Wednesday, June 11, 2008
Those intangible moral standards of decades ago -- we should understand where they came from
So, pastors like Rick Warren (the “Purpose-Driven Life”) say “It’s not about you.” Secular philosophy professors talk about the difference between the individual and a real person. I understand the need for fellowship and the religious idea of salvation, but I also believe in the idea of karma. One’s own personal track record does matter.
I grew up during the post WWII era (with McCarthyism, unfortunately) that had a particularly stinging sensation about personal morality. One of the most important notions was to be able to “justify” that you “deserve” what you have in relation to what others have – whether money, social position, or limelight. Often, given the gross collective injustices of the time (segregation), the moral ideas do sound like so many rationalizations. The “Left” took over this notion in the late 60s with a communized idea of “deservedness,” and then the Moral Majority tried to replace this with a religious notion in the Reagan years.
The “deservedness” relates to interpersonal values that transcend the usual legal expectations of playing the free market by the rules and within the law – doing your job, and taking responsibility for your own choices. It presumed that one owed some loyalty to family and to others in terms of emotional conformity even beyond just proving you could support yourself as an adult.

**Problems to work on**
1. Write out the passage of the post on moral standards that starts at "I grew up during" and ends at "the Reagan years.".
2. In the post on moral standards, why does the writer say the moral ideas of the post-WWII era often sound like rationalizations? Answer in one to three sentences.

**Given data**
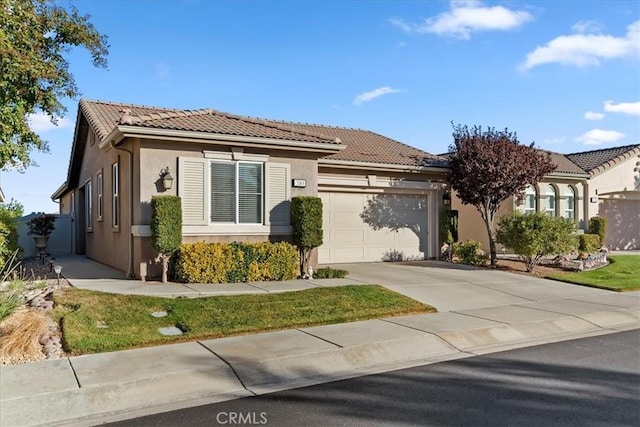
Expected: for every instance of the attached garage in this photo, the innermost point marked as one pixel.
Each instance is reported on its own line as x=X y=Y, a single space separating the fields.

**Solutions to each task**
1.
I grew up during the post WWII era (with McCarthyism, unfortunately) that had a particularly stinging sensation about personal morality. One of the most important notions was to be able to “justify” that you “deserve” what you have in relation to what others have – whether money, social position, or limelight. Often, given the gross collective injustices of the time (segregation), the moral ideas do sound like so many rationalizations. The “Left” took over this notion in the late 60s with a communized idea of “deservedness,” and then the Moral Majority tried to replace this with a religious notion in the Reagan years.

2. They often sound like rationalizations because of the gross collective injustices of that time, such as segregation.